* BRIEF: There is material below. Print exactly the lines starting at the line with "target | front grille" and ending at the line with "target | white van", ends included, and no others.

* DATA FOR THIS TASK:
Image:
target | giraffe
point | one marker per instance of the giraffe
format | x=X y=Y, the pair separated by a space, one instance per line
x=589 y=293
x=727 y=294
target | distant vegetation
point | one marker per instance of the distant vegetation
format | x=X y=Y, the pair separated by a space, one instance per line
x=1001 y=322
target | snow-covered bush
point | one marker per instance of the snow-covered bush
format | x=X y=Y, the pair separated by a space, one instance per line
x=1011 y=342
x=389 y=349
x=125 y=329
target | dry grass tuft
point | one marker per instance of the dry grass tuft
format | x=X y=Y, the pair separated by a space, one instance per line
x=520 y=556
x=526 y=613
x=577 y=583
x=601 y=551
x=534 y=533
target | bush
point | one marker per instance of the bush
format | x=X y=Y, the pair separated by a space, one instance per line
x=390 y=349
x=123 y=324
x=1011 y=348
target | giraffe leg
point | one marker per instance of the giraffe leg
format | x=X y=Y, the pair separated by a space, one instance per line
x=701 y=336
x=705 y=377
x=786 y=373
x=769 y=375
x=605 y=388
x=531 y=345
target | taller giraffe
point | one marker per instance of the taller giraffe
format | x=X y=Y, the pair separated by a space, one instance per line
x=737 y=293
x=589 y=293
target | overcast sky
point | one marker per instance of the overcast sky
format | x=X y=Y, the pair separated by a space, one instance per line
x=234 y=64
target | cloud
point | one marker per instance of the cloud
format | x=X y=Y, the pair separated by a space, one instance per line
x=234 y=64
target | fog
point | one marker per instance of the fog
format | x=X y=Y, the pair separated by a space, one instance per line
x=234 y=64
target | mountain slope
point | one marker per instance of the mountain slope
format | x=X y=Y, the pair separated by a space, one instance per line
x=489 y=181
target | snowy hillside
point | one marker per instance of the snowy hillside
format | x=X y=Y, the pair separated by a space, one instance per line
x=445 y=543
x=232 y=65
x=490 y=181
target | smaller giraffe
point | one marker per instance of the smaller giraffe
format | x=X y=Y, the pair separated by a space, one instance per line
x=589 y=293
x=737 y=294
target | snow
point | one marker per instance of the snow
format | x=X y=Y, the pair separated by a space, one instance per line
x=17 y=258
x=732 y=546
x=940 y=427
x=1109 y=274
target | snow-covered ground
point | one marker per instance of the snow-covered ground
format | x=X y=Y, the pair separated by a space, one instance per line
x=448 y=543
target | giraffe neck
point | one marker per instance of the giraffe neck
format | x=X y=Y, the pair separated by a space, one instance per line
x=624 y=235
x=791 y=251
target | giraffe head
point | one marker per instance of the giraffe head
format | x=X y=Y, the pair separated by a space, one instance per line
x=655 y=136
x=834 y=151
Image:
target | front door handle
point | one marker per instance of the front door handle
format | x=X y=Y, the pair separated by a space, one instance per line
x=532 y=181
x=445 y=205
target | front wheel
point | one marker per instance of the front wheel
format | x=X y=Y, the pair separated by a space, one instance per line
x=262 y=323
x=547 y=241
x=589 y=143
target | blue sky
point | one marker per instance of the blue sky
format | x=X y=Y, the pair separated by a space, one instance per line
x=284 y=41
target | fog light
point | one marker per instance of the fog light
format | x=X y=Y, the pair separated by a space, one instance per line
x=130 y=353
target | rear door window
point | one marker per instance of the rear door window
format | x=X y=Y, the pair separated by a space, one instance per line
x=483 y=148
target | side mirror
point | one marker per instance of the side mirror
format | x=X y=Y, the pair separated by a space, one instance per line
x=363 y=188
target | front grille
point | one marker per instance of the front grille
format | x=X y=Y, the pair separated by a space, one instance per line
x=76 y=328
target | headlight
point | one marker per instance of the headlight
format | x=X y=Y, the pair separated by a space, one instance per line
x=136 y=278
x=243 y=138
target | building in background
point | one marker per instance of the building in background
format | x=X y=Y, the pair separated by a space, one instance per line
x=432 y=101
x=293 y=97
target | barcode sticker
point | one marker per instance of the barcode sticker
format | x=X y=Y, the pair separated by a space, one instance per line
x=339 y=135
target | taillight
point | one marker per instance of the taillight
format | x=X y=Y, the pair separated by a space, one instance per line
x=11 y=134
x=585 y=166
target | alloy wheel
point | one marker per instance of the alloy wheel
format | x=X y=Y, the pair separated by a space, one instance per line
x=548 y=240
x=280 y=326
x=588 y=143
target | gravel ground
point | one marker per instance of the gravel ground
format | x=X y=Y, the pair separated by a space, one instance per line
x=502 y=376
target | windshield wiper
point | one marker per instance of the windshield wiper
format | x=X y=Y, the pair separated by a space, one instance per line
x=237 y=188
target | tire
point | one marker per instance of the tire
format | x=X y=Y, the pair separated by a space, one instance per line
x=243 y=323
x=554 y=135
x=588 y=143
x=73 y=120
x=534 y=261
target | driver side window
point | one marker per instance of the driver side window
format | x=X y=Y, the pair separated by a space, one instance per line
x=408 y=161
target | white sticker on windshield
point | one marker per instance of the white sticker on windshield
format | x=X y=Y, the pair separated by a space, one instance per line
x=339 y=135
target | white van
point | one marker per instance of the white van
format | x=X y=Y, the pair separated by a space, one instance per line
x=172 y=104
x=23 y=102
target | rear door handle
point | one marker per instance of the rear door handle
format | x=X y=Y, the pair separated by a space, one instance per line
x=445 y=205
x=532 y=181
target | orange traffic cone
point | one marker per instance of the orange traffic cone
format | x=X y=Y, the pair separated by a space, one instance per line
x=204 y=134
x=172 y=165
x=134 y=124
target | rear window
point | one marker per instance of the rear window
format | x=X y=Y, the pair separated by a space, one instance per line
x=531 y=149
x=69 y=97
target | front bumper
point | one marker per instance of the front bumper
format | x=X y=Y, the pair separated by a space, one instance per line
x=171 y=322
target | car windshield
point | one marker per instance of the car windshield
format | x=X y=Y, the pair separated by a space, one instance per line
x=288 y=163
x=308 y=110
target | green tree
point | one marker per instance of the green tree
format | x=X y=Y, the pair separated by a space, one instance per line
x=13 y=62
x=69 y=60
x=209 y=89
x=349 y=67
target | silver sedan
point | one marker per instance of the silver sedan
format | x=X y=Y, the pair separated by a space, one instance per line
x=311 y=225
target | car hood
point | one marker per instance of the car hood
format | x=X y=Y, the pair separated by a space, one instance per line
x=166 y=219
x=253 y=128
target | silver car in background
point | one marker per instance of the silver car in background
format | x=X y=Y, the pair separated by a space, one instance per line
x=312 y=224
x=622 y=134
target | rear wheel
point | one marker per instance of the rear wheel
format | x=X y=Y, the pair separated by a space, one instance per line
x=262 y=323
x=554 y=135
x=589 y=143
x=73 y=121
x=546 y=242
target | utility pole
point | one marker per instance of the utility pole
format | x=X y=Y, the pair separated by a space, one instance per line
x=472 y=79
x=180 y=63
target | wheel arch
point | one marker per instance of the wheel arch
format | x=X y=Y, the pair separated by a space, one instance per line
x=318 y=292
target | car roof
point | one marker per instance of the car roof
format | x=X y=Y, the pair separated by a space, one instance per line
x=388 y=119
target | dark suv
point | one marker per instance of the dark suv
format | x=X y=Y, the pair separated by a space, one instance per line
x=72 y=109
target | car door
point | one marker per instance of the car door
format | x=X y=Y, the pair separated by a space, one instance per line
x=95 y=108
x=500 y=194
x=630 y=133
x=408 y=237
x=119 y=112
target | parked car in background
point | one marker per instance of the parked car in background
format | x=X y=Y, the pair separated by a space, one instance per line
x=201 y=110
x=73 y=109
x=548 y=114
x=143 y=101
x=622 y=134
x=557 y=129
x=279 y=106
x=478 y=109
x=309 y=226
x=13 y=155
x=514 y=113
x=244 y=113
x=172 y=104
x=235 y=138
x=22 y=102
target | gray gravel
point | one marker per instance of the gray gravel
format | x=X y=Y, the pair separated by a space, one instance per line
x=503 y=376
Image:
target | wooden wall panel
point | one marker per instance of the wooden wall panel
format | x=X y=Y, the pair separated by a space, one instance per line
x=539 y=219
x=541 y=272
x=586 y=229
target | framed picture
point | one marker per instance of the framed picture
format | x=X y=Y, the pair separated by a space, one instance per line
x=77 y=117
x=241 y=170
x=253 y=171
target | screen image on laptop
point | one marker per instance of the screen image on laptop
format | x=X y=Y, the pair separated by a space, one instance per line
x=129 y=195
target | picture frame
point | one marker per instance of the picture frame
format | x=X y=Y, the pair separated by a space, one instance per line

* REPLY:
target | front grille
point | one marker per instance of the front grille
format | x=X y=Y, the pair separated by a space, one instance per line
x=76 y=328
target | headlight
point | one marker per instance of the headlight
format | x=X y=Y, the pair separated by a space, one instance per line
x=136 y=278
x=243 y=138
target | building in background
point | one marker per instance of the building in background
format | x=X y=Y, the pair separated by a space, one instance per line
x=432 y=101
x=293 y=97
target | barcode sticker
point | one marker per instance of the barcode sticker
format | x=X y=Y, the pair separated by a space, one instance per line
x=339 y=135
target | taillight
point | one marker per instance of the taillight
format | x=X y=Y, the pair separated by a space, one instance per line
x=11 y=134
x=585 y=166
target | alloy wheel
point | one marker per instance of the alloy wheel
format | x=X y=Y, the pair separated by a space, one instance per line
x=548 y=240
x=280 y=326
x=588 y=143
target | gravel ground
point | one marker per instance of the gravel ground
format | x=X y=Y, the pair separated by a space, one instance per line
x=502 y=376
target | windshield wiper
point | one marker per instance of the windshield wiper
format | x=X y=Y, the pair separated by a space, one instance per line
x=237 y=188
target | tire
point | one marker per instance of the tire
format | x=X y=Y, the pair separated by a space, one instance per line
x=243 y=323
x=554 y=135
x=588 y=143
x=73 y=120
x=534 y=261
target | driver side window
point | one marker per instance of the driver side window
format | x=X y=Y, the pair separated by a space, one instance per line
x=408 y=161
target | white sticker on windshield
point | one marker per instance of the white sticker on windshield
format | x=X y=Y, the pair separated by a space, one instance per line
x=339 y=135
target | white van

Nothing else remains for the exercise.